» **Exercise**
Exactly reproduce the lines from the line containing "formatted like (271,14)." to the end of the data below, inclusive, and nothing else.

Dataset entries:

----------

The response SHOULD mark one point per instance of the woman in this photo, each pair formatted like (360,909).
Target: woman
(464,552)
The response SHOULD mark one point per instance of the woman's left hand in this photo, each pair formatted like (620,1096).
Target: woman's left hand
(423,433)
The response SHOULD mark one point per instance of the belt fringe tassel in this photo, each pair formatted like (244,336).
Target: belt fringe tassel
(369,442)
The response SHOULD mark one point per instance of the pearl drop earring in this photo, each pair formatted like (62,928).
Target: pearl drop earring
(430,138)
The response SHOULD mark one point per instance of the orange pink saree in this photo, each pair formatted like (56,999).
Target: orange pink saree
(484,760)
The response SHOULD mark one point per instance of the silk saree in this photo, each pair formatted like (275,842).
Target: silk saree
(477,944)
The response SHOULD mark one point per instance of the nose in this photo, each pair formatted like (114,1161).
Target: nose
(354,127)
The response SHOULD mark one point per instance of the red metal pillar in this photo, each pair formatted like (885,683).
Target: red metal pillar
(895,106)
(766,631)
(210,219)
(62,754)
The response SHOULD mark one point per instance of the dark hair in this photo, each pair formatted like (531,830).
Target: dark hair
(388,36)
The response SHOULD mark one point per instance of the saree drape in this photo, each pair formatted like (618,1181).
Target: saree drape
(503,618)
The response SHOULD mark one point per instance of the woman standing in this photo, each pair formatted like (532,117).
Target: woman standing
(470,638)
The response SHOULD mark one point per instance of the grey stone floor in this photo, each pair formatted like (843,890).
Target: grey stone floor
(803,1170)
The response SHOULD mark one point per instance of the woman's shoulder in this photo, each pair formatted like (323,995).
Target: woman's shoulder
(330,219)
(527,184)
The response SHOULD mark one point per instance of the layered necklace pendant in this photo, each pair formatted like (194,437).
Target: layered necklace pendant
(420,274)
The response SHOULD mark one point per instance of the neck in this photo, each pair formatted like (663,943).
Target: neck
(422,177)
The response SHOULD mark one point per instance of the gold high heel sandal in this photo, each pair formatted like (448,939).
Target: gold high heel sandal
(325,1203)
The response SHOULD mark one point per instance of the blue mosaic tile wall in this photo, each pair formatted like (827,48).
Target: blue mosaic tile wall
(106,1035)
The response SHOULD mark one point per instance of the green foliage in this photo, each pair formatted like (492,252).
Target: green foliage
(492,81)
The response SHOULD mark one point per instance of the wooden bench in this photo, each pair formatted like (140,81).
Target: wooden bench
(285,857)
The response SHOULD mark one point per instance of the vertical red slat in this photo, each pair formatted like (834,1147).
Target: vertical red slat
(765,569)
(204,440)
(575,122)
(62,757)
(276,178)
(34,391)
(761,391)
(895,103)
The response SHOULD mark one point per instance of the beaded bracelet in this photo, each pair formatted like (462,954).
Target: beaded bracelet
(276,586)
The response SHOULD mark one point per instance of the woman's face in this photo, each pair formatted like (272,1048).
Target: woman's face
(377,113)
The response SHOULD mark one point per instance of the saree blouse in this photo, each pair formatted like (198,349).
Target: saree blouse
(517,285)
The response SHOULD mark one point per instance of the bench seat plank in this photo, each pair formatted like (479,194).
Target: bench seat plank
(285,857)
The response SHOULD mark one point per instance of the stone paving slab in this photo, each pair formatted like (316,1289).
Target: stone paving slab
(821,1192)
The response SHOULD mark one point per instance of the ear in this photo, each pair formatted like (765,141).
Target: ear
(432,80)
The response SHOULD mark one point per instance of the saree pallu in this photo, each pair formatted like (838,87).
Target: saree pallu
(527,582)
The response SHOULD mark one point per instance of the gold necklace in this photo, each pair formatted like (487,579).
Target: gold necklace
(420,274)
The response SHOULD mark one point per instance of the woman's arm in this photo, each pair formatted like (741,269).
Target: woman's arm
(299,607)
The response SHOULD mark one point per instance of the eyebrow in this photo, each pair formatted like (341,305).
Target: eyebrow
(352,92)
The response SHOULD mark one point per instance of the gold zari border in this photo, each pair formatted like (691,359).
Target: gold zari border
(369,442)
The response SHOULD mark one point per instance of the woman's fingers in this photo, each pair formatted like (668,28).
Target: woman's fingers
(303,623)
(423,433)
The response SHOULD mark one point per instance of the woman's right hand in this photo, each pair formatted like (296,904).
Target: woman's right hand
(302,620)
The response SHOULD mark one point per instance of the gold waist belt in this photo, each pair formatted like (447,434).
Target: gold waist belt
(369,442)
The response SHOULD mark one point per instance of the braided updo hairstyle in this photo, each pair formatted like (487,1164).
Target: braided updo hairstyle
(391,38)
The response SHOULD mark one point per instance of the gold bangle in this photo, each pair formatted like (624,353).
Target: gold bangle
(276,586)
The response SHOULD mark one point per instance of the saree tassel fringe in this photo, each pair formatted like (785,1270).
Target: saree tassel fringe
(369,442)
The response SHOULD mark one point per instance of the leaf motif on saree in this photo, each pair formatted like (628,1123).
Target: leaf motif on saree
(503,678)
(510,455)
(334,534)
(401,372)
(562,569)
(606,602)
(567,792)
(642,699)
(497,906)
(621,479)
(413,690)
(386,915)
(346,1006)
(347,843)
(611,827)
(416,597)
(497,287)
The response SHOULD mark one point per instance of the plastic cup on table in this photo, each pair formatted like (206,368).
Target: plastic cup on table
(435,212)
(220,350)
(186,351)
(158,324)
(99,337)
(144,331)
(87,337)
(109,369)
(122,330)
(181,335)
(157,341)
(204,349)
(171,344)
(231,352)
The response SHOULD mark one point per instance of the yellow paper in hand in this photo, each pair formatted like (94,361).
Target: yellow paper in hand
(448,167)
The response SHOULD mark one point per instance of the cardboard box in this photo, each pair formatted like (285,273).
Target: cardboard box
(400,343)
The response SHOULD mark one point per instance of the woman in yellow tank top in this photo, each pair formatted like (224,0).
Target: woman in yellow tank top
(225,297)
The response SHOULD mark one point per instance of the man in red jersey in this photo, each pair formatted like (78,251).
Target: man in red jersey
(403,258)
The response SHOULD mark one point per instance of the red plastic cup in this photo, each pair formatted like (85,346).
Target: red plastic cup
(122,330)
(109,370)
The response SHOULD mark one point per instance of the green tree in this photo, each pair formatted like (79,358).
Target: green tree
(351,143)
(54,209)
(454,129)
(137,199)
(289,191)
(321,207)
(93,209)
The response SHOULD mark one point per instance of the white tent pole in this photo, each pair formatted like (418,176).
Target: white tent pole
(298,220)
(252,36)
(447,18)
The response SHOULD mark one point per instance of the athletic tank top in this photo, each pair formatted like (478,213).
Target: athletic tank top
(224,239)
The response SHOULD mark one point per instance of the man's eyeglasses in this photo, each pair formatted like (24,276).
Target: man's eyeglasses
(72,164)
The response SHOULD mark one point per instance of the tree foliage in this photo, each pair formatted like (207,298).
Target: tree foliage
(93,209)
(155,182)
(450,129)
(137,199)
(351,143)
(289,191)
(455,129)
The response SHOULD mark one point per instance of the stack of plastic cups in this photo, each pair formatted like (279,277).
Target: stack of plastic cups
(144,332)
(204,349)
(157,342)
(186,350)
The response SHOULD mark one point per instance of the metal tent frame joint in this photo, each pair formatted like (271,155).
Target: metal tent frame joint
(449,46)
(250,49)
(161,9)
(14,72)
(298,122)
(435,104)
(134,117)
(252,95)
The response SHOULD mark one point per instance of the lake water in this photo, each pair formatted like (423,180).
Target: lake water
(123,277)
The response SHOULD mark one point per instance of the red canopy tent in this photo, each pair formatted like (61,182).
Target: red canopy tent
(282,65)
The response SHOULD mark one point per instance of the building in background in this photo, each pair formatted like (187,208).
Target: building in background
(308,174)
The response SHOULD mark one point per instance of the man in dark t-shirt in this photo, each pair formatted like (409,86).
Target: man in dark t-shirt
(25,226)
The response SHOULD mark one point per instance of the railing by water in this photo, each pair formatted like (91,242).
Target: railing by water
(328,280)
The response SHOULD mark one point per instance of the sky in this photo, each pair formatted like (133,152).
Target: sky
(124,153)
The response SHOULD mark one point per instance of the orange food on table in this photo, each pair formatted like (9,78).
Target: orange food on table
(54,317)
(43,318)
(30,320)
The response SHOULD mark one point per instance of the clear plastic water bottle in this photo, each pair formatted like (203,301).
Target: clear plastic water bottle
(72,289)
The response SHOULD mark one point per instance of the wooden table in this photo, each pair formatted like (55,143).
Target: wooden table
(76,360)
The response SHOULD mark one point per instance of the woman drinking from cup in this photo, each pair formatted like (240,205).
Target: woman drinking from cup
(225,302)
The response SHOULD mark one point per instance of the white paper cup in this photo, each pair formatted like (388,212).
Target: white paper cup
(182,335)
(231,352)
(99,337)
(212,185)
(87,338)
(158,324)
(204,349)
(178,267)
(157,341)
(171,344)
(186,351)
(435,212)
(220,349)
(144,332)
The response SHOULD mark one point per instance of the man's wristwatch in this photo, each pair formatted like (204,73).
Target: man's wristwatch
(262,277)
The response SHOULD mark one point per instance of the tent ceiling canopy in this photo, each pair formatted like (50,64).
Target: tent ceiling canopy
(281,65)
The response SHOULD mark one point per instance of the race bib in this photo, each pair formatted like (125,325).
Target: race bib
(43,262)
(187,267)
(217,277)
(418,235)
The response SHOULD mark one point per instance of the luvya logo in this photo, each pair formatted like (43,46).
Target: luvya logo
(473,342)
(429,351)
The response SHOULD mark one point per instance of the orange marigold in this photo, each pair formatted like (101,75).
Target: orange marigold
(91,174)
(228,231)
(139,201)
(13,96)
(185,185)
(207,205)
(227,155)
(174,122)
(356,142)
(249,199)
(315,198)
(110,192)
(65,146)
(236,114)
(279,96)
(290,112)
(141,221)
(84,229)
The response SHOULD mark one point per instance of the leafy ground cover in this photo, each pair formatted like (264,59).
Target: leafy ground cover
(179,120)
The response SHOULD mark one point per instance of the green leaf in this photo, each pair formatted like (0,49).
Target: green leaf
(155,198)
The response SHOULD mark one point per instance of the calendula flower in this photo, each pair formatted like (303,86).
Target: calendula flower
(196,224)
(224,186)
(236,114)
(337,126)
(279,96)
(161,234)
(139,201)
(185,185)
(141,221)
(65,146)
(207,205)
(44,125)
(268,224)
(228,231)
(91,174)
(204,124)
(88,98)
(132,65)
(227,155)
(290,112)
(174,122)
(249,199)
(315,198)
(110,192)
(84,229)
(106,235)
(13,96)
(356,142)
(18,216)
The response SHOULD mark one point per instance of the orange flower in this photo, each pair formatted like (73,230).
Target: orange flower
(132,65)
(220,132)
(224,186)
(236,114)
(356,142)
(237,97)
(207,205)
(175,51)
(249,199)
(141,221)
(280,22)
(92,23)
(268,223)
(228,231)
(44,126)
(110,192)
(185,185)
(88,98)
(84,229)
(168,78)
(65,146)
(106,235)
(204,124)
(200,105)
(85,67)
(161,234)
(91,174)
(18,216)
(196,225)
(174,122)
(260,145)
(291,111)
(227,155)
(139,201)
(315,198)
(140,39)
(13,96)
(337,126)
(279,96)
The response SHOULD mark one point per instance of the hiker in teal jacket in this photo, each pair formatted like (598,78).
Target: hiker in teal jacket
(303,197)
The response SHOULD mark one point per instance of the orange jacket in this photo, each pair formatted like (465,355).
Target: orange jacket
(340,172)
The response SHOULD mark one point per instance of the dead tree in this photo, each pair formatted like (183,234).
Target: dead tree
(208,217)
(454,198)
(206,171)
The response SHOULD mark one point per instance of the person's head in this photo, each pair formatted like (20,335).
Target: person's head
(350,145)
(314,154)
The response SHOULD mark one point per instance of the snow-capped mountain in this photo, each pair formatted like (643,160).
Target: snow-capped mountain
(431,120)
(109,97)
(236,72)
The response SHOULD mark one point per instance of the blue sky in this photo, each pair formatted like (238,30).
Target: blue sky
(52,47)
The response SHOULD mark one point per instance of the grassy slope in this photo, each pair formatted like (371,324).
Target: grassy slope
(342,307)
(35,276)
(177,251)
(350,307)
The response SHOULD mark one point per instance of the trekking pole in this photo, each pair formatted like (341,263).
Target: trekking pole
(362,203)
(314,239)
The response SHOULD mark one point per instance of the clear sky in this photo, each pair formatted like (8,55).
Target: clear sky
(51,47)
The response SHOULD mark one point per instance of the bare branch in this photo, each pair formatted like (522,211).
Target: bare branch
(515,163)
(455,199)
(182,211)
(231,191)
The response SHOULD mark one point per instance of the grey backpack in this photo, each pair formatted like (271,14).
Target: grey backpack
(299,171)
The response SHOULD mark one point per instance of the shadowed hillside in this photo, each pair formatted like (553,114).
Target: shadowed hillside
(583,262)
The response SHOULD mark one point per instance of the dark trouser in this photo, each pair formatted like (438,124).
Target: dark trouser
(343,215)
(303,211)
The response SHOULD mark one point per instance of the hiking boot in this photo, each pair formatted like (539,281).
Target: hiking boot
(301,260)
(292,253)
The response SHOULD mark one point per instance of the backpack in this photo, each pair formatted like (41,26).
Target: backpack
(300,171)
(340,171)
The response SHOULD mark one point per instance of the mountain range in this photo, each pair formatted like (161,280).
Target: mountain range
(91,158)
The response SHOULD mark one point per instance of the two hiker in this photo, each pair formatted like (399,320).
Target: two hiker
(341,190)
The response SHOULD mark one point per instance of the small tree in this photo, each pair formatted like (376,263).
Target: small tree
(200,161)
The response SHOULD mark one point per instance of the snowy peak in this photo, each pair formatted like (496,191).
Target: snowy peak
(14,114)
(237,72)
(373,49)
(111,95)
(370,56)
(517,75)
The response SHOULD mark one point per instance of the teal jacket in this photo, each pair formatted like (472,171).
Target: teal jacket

----------

» **Completed exercise**
The response SHOULD mark one point per instance of the grey backpack in this photo, each pair formatted like (271,14).
Target: grey backpack
(299,171)
The response SHOULD mark one point per instance of the shadowed hillside in this photo, each pair formatted like (553,114).
Target: shadowed hillside
(583,262)
The response SHOULD mark one point per instance of the dark trouser in this photo, each pair formatted like (438,124).
Target: dark trouser
(343,215)
(303,211)
The response SHOULD mark one point per instance of the hiking boot in this photo, each pair formatted like (539,281).
Target: hiking boot
(301,260)
(292,253)
The response SHOULD mark one point per instance of the backpack in this photo, each pair formatted like (41,26).
Target: backpack
(300,171)
(340,171)
The response SHOULD mark one point per instance of the mountain range in this photo, each pair formatted like (161,280).
Target: mountain range
(91,158)
The response SHOULD mark one point per instance of the two hiker in this photo, each pair formatted like (399,320).
Target: two hiker
(341,190)
The response SHOULD mark one point per instance of the small tree in this photo, each pair formatted like (376,263).
Target: small tree
(200,161)
The response SHOULD mark one point per instance of the snowy peak in this photo, each pair formatted like (496,191).
Target: snowy peak
(14,114)
(237,72)
(373,49)
(111,95)
(370,56)
(517,75)
The response SHOULD mark one point per instance of the teal jacket in this photo, each pair formatted like (472,171).
Target: teal jacket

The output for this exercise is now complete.